(To be done)
• 1. List every person named in the article on Ecuador's state of emergency below.
• 2. In the article on Ecuador's state of emergency below, which gang is Adolfo Macías the drug lord of?
• 3. Write the next paragraph of the article on Ecuador's state of emergency below, picking up after its final sentence.

(Passage shown)
========================

Cristian Romero – Bolshevik Militant Tendency (Argentina)
Humberto Rodrigues – Communist Party (Brazil)
Daniel Noboa, the President of Ecuador, established a state of emergency with a curfew against the entire population of the country, decreeing that Ecuador is in a state of ” internal armed conflict” and ordered the Armed Forces to “execute military operations to neutralize” criminal gangs.
Noboa’s move came after armed men took over the facilities of the Guayaquil state channel TC Televisión and the university. On Sunday, under strange conditions, it was found that the head of the largest drug gang had escaped from a prison in Guayaquil. This was Adolfo Macías, alias Fito, drug lord of the Los Choneros gang.
These criminal acts are used by the Noboa government to change the political regime under cover of an emergency, reinforce the repressive apparatus and extend control over the entire exploited and oppressed population. Noboa is an Ecuadorian with ideas close to the dominant ideas in the US bourgeoisie, born in Florida, right-wing and with dictatorial aspirations, and recently elected as a continuator of the previous president, involved in a deep political crisis. Now, conveniently, he carries out a kind of ‘self-coup’ within his government to centralize political power and carry out radical measures against Ecuadorian workers. The war that originally was said only to be against drugs and drug traffickers, becomes a “state of war” that turns against the entire population.
A “Drug war led by the United States transformed Ecuador into a new crack for cocaine distribution”(UOL: Drug war, high poverty and political chaos: understand the crisis in Ecuador).
After almost half a century of ‘war against drugs’ policy, in the international division of the market, Ecuador has become one of the main centres in the world for the distribution of this merchandise, especially since the betrayal of President Rafael Correa by his vice-president Lenin Moreno, orchestrated by imperialism.
The so-called “illegal” drugs, as merchandise, are a fundamental component of the accumulation of imperialism worldwide. It also feeds financial capital through laundering routes. All of this occurs in the context of the “war on drugs” promoted by imperialism, which in reality protects the drug business and the control that the imperialist system exercises over them.

========================

(Supplied data)
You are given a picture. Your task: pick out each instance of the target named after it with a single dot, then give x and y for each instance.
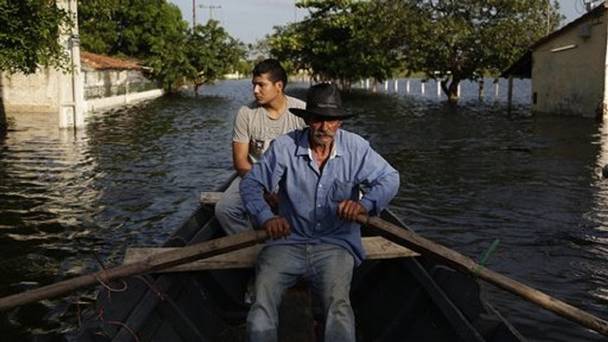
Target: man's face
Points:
(323, 131)
(264, 90)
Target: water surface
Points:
(469, 175)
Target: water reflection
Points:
(469, 175)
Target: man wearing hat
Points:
(321, 170)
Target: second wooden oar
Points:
(151, 263)
(461, 262)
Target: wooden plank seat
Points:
(376, 247)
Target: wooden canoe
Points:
(394, 299)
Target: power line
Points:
(211, 8)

========================

(Solved tasks)
• 1. Cristian Romero, Humberto Rodrigues, Daniel Noboa, Adolfo Macías (alias Fito), Rafael Correa, Lenin Moreno

• 2. Los Choneros

• 3.
In the past, even in the era of liberal capitalism, drugs were a central factor of imperialist accumulation and the dominant colonial powers such as England sought to dump the cost of it on oppressed countries such as China during the Opium Wars, such as Marx himself analysed in the 19th century:
“The harmful consequences for China were economic, political and social, one of the main ones being the destabilization of the Chinese government. The resistance and non-compliance with the emperor’s decrees and restrictions by the Chinese authorities to prevent the growth of imports of opium generated even more restrictive and punitive measures, which continued to be breached. All this culminated in a scenario of greater corruption [demoralization] of the imperial authorities, customs officials and mandarins in general, by the English. This corruption, which infiltrated the heart of the celestial bureaucracy and destroyed the foundations of the patriarchal order, was smuggled into China along with the opium boxes from the British transporters anchored in Whampoa(Marx, 2016g, p. 113)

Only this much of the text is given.